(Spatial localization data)
================================

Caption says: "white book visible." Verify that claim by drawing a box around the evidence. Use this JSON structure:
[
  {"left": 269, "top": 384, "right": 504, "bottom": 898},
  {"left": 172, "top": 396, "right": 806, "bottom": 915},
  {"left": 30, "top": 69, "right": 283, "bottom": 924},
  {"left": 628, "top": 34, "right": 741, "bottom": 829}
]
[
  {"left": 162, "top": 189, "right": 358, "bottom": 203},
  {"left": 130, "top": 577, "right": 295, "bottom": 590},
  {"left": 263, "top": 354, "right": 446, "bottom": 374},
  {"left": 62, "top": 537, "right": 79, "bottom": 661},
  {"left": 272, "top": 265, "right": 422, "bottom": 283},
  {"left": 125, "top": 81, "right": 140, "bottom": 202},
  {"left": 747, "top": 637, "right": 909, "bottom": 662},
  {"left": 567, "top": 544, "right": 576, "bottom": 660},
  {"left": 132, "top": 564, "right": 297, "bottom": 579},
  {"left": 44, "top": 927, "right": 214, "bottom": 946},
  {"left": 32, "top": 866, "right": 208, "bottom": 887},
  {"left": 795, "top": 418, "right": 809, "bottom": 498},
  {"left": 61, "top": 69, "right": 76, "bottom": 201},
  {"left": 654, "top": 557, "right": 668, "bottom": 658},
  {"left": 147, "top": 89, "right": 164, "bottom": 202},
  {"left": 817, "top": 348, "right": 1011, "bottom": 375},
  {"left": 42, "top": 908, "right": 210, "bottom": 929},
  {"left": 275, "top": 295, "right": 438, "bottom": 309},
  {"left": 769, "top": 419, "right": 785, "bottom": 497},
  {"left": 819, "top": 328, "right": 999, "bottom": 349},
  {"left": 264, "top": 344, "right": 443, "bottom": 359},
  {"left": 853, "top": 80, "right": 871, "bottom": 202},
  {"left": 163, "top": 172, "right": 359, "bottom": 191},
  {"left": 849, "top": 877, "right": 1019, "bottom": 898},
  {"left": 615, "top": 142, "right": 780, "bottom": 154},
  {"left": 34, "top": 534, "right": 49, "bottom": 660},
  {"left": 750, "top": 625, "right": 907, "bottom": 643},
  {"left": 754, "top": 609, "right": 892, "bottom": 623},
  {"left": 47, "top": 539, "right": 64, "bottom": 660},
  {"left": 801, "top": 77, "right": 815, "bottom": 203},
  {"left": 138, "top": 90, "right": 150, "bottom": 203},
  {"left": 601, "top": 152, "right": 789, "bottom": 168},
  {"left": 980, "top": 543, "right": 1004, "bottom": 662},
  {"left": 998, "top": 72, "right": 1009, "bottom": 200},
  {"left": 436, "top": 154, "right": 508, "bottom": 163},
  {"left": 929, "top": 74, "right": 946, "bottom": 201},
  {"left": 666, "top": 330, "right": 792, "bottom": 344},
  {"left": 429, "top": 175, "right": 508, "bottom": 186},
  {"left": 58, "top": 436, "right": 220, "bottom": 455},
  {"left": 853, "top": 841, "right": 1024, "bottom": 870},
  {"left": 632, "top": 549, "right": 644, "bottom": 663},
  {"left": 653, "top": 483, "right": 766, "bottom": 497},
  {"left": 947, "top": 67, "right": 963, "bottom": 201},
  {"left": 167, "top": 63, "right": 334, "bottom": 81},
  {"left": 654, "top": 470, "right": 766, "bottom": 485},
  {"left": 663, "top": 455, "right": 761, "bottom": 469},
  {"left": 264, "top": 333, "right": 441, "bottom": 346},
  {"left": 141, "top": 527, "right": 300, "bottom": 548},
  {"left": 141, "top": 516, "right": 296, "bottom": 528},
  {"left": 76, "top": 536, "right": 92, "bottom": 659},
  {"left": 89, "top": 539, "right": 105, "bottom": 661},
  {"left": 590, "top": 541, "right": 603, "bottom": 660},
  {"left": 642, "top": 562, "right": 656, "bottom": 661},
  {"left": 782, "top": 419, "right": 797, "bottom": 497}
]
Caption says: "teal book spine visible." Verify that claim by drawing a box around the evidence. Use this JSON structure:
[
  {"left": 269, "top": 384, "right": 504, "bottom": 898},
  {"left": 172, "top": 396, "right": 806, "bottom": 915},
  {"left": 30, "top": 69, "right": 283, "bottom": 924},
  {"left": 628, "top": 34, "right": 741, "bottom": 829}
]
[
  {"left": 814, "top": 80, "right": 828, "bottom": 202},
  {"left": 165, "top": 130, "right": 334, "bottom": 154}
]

================================

The data above should be duplicated exactly and completely.

Caption says: "white book visible." Verify that claim by drawing a box around the evidence. Use this JSON structure:
[
  {"left": 269, "top": 384, "right": 504, "bottom": 898},
  {"left": 172, "top": 396, "right": 806, "bottom": 915},
  {"left": 30, "top": 69, "right": 283, "bottom": 924},
  {"left": 628, "top": 34, "right": 741, "bottom": 829}
]
[
  {"left": 162, "top": 189, "right": 358, "bottom": 203},
  {"left": 130, "top": 577, "right": 295, "bottom": 590},
  {"left": 263, "top": 354, "right": 446, "bottom": 374},
  {"left": 62, "top": 537, "right": 79, "bottom": 661},
  {"left": 272, "top": 265, "right": 422, "bottom": 283},
  {"left": 125, "top": 81, "right": 140, "bottom": 202},
  {"left": 747, "top": 637, "right": 909, "bottom": 662},
  {"left": 567, "top": 544, "right": 576, "bottom": 660},
  {"left": 132, "top": 564, "right": 297, "bottom": 579},
  {"left": 44, "top": 927, "right": 214, "bottom": 946},
  {"left": 32, "top": 866, "right": 208, "bottom": 887},
  {"left": 795, "top": 418, "right": 809, "bottom": 498},
  {"left": 61, "top": 69, "right": 76, "bottom": 201},
  {"left": 654, "top": 557, "right": 668, "bottom": 658},
  {"left": 147, "top": 89, "right": 164, "bottom": 202},
  {"left": 817, "top": 348, "right": 1011, "bottom": 375},
  {"left": 42, "top": 908, "right": 210, "bottom": 929},
  {"left": 275, "top": 295, "right": 438, "bottom": 309},
  {"left": 769, "top": 419, "right": 785, "bottom": 497},
  {"left": 819, "top": 328, "right": 999, "bottom": 349},
  {"left": 264, "top": 344, "right": 443, "bottom": 359},
  {"left": 853, "top": 80, "right": 871, "bottom": 202},
  {"left": 163, "top": 172, "right": 359, "bottom": 191},
  {"left": 849, "top": 877, "right": 1019, "bottom": 898},
  {"left": 615, "top": 142, "right": 780, "bottom": 154},
  {"left": 34, "top": 534, "right": 49, "bottom": 660},
  {"left": 750, "top": 625, "right": 907, "bottom": 643},
  {"left": 754, "top": 609, "right": 892, "bottom": 623},
  {"left": 47, "top": 539, "right": 64, "bottom": 660},
  {"left": 801, "top": 77, "right": 815, "bottom": 203},
  {"left": 138, "top": 90, "right": 150, "bottom": 203},
  {"left": 601, "top": 152, "right": 789, "bottom": 168},
  {"left": 980, "top": 543, "right": 1004, "bottom": 662},
  {"left": 998, "top": 72, "right": 1009, "bottom": 200},
  {"left": 436, "top": 154, "right": 508, "bottom": 163},
  {"left": 929, "top": 74, "right": 946, "bottom": 201},
  {"left": 666, "top": 330, "right": 792, "bottom": 344},
  {"left": 429, "top": 175, "right": 508, "bottom": 186},
  {"left": 58, "top": 436, "right": 220, "bottom": 455},
  {"left": 853, "top": 841, "right": 1024, "bottom": 870},
  {"left": 632, "top": 549, "right": 644, "bottom": 663},
  {"left": 653, "top": 483, "right": 766, "bottom": 497},
  {"left": 947, "top": 67, "right": 963, "bottom": 201},
  {"left": 167, "top": 63, "right": 334, "bottom": 81},
  {"left": 654, "top": 470, "right": 766, "bottom": 485},
  {"left": 663, "top": 455, "right": 761, "bottom": 469},
  {"left": 264, "top": 333, "right": 441, "bottom": 346},
  {"left": 141, "top": 527, "right": 300, "bottom": 548},
  {"left": 141, "top": 516, "right": 296, "bottom": 528},
  {"left": 76, "top": 536, "right": 92, "bottom": 659},
  {"left": 89, "top": 539, "right": 105, "bottom": 661},
  {"left": 590, "top": 541, "right": 603, "bottom": 660},
  {"left": 642, "top": 562, "right": 656, "bottom": 661},
  {"left": 782, "top": 419, "right": 797, "bottom": 497}
]
Caption says: "teal book spine visible." Verify that claim by drawing a box around the evidence. Use this JSON structure:
[
  {"left": 269, "top": 384, "right": 504, "bottom": 898},
  {"left": 172, "top": 396, "right": 806, "bottom": 915},
  {"left": 30, "top": 69, "right": 283, "bottom": 924},
  {"left": 628, "top": 34, "right": 741, "bottom": 829}
]
[
  {"left": 814, "top": 80, "right": 828, "bottom": 202},
  {"left": 165, "top": 130, "right": 334, "bottom": 154}
]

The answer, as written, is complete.